I'm planning integrating Haskell into C for realtime game. Haskell does logic, C does rendering. To do this, I have to pass huge complexly structured data (game state) from/to each other for each tick (at least 30 times per second). So the passing data should be lightweight. This state data may laid on sequential space on memory. Both of Haskell and C parts should access every area of the states freely.

In best case, the cost of passing data can be copying a pointer to a memory. In worst case, copying whole data with conversion.

I'm reading Haskell's FFI(http://www.haskell.org/haskellwiki/FFICookBook#Working_with_structs) The Haskell code look specifying memory layout explicitly.

I have a few questions.

  1. Can Haskell specify memory layout explicitly? (to be matched exactly with C struct)
  2. Is this real memory layout? Or any kind of conversion required? (performance penalty)

- Data under study:
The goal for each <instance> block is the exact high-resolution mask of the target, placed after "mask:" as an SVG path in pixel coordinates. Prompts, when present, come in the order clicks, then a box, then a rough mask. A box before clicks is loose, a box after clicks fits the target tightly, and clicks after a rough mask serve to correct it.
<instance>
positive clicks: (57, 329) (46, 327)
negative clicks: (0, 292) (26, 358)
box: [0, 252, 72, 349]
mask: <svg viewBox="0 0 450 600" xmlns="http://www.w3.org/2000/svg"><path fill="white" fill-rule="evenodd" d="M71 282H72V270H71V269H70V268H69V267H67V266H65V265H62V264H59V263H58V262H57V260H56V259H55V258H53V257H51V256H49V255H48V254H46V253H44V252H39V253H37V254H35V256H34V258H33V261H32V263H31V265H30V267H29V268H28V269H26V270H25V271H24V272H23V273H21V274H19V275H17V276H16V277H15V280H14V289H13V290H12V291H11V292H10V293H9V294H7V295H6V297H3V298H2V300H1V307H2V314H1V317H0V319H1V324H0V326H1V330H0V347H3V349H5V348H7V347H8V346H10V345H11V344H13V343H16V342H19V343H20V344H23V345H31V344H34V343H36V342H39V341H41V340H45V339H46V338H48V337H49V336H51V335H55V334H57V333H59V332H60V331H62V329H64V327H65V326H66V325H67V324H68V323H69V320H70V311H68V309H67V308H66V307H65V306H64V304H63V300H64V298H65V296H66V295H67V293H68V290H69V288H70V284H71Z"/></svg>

--

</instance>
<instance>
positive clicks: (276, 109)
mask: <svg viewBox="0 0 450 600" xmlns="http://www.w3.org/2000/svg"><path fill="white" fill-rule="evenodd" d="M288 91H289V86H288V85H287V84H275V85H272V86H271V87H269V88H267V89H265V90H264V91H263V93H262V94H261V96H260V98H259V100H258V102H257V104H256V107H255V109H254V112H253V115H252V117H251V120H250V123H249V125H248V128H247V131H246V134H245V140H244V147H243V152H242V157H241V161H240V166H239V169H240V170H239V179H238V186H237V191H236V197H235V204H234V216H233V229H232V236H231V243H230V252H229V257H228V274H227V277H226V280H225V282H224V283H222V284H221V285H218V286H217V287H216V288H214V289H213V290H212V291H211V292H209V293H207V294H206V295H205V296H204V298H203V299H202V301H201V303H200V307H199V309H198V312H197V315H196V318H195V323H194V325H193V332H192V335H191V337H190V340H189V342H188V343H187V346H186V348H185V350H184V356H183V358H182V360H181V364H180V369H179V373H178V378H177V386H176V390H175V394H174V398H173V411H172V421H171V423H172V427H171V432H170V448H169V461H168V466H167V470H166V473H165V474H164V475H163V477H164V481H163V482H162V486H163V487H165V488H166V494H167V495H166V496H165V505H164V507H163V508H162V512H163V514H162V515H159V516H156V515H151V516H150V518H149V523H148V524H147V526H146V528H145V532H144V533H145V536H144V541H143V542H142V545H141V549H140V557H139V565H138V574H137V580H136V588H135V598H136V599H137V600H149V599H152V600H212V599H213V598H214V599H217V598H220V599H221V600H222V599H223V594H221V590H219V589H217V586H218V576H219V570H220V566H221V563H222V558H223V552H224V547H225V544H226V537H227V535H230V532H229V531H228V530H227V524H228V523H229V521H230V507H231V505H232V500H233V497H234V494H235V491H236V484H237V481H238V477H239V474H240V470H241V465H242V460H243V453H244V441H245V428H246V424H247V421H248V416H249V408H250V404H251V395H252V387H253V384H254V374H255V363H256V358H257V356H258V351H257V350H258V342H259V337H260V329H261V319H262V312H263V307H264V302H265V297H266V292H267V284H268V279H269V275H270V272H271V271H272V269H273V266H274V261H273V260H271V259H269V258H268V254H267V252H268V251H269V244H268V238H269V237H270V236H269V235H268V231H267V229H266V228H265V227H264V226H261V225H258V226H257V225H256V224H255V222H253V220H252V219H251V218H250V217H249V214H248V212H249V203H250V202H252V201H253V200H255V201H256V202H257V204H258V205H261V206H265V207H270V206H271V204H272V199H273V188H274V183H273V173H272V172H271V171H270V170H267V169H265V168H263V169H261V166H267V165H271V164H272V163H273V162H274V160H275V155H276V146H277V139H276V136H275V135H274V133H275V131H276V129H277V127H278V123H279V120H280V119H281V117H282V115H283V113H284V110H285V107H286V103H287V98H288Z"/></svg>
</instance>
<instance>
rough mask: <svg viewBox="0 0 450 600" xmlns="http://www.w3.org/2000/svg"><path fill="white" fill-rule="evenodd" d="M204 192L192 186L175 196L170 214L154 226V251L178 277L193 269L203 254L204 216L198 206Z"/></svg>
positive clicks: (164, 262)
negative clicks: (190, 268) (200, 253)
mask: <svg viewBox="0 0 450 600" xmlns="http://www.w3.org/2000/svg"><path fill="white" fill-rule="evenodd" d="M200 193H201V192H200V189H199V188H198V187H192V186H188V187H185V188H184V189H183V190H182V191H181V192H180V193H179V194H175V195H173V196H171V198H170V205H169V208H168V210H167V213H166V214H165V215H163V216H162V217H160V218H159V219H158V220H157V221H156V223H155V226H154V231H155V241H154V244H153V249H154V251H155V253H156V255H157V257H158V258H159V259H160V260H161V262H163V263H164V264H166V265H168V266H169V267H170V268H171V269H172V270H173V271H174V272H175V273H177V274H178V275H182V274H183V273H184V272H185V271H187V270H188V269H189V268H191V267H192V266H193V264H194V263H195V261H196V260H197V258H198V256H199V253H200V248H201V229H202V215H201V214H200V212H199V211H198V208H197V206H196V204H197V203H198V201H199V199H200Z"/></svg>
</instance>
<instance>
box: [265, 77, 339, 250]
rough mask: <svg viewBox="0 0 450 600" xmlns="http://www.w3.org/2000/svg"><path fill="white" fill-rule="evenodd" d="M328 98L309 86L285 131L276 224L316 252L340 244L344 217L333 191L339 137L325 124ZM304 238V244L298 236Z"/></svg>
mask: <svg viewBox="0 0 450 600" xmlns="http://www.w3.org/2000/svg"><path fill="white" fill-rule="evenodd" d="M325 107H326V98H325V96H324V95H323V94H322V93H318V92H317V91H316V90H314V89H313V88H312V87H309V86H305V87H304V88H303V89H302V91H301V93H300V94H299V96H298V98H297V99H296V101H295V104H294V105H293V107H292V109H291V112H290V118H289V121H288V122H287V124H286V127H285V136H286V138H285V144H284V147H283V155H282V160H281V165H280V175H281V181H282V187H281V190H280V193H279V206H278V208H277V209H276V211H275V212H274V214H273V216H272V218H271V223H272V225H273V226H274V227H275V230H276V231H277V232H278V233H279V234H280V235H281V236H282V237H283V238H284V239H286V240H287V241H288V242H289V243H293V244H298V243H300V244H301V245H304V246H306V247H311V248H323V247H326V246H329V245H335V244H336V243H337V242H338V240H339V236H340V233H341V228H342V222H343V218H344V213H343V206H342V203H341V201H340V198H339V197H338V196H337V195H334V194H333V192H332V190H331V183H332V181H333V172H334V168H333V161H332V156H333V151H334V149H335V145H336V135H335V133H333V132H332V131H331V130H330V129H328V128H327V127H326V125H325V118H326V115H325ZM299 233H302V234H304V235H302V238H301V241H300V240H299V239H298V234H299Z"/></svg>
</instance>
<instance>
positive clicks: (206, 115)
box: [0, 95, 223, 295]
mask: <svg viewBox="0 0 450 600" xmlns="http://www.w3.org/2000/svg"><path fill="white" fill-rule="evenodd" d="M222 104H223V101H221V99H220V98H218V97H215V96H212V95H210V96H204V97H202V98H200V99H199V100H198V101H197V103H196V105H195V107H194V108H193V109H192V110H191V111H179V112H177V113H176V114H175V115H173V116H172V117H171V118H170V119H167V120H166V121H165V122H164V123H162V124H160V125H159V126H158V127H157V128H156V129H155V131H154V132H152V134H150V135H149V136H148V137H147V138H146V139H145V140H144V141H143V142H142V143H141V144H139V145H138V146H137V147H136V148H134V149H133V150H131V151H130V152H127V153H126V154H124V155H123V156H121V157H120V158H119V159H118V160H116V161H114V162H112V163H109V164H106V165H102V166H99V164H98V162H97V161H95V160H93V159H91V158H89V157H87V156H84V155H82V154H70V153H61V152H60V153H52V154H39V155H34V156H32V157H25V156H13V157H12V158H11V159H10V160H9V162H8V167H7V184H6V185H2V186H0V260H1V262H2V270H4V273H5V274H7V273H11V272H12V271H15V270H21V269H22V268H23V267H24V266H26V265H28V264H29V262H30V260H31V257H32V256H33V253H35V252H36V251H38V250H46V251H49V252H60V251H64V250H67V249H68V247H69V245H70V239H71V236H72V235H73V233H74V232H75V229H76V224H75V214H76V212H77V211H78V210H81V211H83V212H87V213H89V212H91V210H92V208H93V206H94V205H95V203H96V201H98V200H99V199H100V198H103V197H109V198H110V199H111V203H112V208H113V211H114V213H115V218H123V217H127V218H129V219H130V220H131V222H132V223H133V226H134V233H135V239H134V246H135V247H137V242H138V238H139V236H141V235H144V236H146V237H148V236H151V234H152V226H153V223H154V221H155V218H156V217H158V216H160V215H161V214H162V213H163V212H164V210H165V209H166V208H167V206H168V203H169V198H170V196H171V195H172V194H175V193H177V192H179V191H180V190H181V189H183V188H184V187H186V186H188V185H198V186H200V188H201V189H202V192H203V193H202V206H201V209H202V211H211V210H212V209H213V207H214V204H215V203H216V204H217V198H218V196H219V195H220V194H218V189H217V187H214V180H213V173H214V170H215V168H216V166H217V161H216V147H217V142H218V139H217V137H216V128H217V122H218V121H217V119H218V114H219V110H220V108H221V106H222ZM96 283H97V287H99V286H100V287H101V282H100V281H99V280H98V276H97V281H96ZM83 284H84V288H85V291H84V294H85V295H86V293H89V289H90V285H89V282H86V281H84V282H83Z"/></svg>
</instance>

- Task A:
Rewrite the paragraph of the Haskell-and-C question that begins "I'm planning integrating Haskell" as a short bulleted list, keeping its main facts.
- Task B:
Reproduce the Haskell-and-C question word for word, between "I have a few" and "required? (performance penalty)", inclusive.
- Task C:
Carry the Haskell-and-C question forward from its last line.

- Task answer A:
- Haskell will handle the logic and C the rendering in a realtime game.
- The complex game state must pass between the two parts every tick, at least 30 times per second, so the transfer has to be lightweight.
- The state data may sit in one sequential block of memory.
- Both the Haskell and C parts must be able to access every area of the state freely.

- Task answer B:
I have a few questions.

  1. Can Haskell specify memory layout explicitly? (to be matched exactly with C struct)
  2. Is this real memory layout? Or any kind of conversion required? (performance penalty)

- Task answer C:
  3. If Q#2 is true, Any performance penalty when the memory layout specified explicitly?
  4. What's the syntax #{alignment foo}? Where can I find the document about this?
  5. If I want to pass huge data with best performance, how should I do that?

*PS Explicit memory layout feature which I said is just C#'s [StructLayout] attribute. Which is specifying in-memory position and size explicitly. http://www.developerfusion.com/article/84519/mastering-structs-in-c/

I'm not sure Haskell has matching linguistic construct matching with fields of C struct.